-- Start Dataset rows --

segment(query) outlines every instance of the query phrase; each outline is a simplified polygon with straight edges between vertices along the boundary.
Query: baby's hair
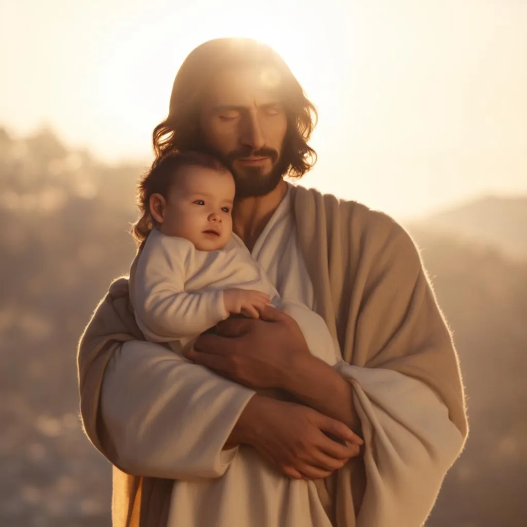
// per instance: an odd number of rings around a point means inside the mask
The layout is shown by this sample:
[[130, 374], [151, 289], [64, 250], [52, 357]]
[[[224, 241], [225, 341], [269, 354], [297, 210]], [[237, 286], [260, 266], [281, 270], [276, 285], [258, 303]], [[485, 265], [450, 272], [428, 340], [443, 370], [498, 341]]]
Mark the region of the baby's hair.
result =
[[131, 232], [140, 246], [155, 225], [150, 213], [150, 197], [159, 193], [167, 199], [170, 186], [184, 167], [200, 167], [220, 172], [229, 170], [217, 158], [201, 152], [176, 152], [154, 161], [150, 169], [139, 180], [136, 191], [141, 217], [132, 226]]

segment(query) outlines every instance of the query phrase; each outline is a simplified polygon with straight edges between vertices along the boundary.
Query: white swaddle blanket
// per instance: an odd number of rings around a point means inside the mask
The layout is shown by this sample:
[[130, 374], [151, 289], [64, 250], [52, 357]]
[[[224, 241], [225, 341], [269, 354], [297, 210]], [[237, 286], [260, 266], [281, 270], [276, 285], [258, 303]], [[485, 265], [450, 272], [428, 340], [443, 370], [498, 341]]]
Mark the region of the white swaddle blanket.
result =
[[182, 238], [153, 229], [131, 277], [130, 297], [138, 325], [152, 342], [182, 350], [198, 336], [228, 317], [223, 290], [254, 289], [295, 319], [311, 353], [331, 365], [338, 352], [326, 323], [296, 300], [281, 298], [265, 271], [233, 234], [217, 251], [200, 251]]

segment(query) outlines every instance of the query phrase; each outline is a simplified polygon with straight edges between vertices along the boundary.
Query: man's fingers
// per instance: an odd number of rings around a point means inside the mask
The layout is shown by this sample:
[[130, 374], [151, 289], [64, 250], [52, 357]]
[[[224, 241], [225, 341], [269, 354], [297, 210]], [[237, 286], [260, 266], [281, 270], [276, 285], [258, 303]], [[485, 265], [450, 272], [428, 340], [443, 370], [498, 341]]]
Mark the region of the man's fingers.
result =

-- End Dataset rows --

Can you rewrite all the data above as a JSON list of strings, one string per line, with blank lines dropped and the pictures left out?

*Problem solution*.
[
  "segment(query) outlines every instance of the query phrase; each outline is a simplified polygon with straight edges between vertices along the boundary.",
  "Query: baby's hair",
  "// per instance: an odd number of rings around a point means inside the mask",
  "The layout is shown by this sample:",
  "[[130, 374], [151, 289], [64, 250], [52, 357]]",
  "[[[224, 241], [225, 341], [269, 354], [297, 210]], [[237, 286], [260, 266], [281, 270], [276, 285], [258, 303]], [[485, 265], [450, 272], [428, 340], [443, 370], [498, 341]]]",
  "Mark the region of the baby's hair.",
  "result =",
  "[[131, 232], [140, 246], [155, 225], [150, 213], [150, 197], [159, 193], [167, 199], [170, 186], [184, 167], [200, 167], [220, 172], [229, 170], [217, 158], [201, 152], [176, 152], [154, 161], [150, 169], [139, 180], [136, 191], [141, 217], [132, 226]]",
  "segment(query) outlines every instance of the query phrase; each outline is a simplified polygon with straight edges between vertices along the boundary.",
  "Query: white swaddle blanket",
  "// per instance: an odd number of rings around a point means inside the mask",
  "The layout is shown by this sample:",
  "[[130, 374], [151, 289], [64, 250], [52, 357]]",
  "[[[224, 241], [225, 341], [269, 354], [297, 210]], [[237, 286], [260, 266], [281, 270], [276, 285], [258, 303]], [[485, 265], [450, 272], [428, 340], [443, 370], [498, 341]]]",
  "Mark the region of the white swaddle blanket.",
  "result =",
  "[[182, 238], [153, 229], [131, 277], [130, 297], [138, 325], [152, 342], [182, 350], [198, 336], [228, 317], [223, 290], [254, 289], [295, 319], [311, 353], [331, 365], [338, 352], [326, 323], [296, 300], [281, 298], [265, 271], [233, 234], [217, 251], [200, 251]]",
  "segment(query) outlines every instance of the query phrase; each outline is a simplified polygon with straight edges between vertices along the boundary.",
  "Query: man's fingers",
  "// per instance: an odd number of rings around a point means inside the mask",
  "The layout is shown by this sample:",
  "[[130, 374], [151, 289], [64, 250], [52, 357]]",
  "[[[224, 241], [225, 341], [269, 354], [297, 210]], [[237, 286], [260, 266], [281, 270], [276, 285], [258, 303]], [[485, 265], [450, 272], [428, 340], [443, 370], [498, 341]]]",
  "Mark the region of the man's fingers.",
  "result ="
]